● **Records**:
────────────────────────────────────────
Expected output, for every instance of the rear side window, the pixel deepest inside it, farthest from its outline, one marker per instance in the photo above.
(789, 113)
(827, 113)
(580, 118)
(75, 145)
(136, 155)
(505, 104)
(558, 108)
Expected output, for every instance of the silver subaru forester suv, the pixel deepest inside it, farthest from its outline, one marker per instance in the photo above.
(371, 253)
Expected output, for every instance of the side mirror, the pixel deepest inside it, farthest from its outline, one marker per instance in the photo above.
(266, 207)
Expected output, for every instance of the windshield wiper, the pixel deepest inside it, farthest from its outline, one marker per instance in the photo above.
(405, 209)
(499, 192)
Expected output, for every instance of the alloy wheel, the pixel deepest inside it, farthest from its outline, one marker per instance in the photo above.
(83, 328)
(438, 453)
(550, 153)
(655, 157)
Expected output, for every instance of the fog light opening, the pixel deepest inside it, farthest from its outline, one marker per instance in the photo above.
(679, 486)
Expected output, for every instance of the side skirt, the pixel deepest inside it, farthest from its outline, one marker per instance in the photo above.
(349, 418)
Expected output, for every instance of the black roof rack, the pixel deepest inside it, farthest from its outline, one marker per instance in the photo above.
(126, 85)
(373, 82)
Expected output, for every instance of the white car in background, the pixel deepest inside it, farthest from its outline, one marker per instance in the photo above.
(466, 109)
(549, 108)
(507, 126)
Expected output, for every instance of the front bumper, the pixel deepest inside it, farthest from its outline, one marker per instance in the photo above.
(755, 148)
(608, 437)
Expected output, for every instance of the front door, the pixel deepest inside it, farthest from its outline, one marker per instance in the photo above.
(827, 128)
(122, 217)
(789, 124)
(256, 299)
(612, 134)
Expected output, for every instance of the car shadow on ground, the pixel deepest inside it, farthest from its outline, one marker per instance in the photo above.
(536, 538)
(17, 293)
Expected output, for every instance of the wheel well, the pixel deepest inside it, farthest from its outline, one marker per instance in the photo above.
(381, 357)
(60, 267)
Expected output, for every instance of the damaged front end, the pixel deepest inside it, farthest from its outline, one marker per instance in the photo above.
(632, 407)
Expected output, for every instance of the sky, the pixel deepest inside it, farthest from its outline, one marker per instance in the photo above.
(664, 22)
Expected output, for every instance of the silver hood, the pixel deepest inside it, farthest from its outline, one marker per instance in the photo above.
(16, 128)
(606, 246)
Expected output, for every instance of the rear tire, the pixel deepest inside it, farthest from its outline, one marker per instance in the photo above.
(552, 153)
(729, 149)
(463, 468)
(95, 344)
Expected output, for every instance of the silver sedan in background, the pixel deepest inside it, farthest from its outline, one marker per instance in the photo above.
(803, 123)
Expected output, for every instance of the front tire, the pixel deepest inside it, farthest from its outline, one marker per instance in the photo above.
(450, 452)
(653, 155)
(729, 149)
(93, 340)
────────────────────────────────────────
Rewrite only the part of the records that starts with the line containing "Expected output, for every instance of the wheel" and runs through the last line of the records, keeping the requests. Add -134 to every coordinate in the answers.

● **Exercise solution**:
Expected output, for every instance of the wheel well, the pixel deepest inside it, farthest from its outline, one marker per instance in the photo above.
(247, 223)
(-74, 133)
Expected output, for every instance of the damaged front end, the pixel deepest inside it, farthest from its outline, one marker per instance in the photo above.
(498, 273)
Expected output, for every instance of the sky, the pixel deepest inside it, farthest from its outline, one marker per instance in the photo above.
(530, -112)
Expected output, for every instance of the silver hood, the pixel deepest inside it, farthest from its outline, one marker per instance in the photo above.
(-118, -6)
(472, 112)
Expected output, for every instance of the rear tire, the pixel deepest inside it, farthest from its outline, one marker per instance in the photo above.
(418, 19)
(595, 15)
(329, 334)
(-39, 210)
Expected output, for every instance of the silver sedan in background, the pixel deepest inside it, farthest from its outline, one marker per instance in the photo above.
(669, -11)
Expected output, for every instance of the front tire, the pixel deepest inside it, farthest from its outline, one marker per instance in the photo above.
(316, 318)
(519, 21)
(595, 15)
(-41, 206)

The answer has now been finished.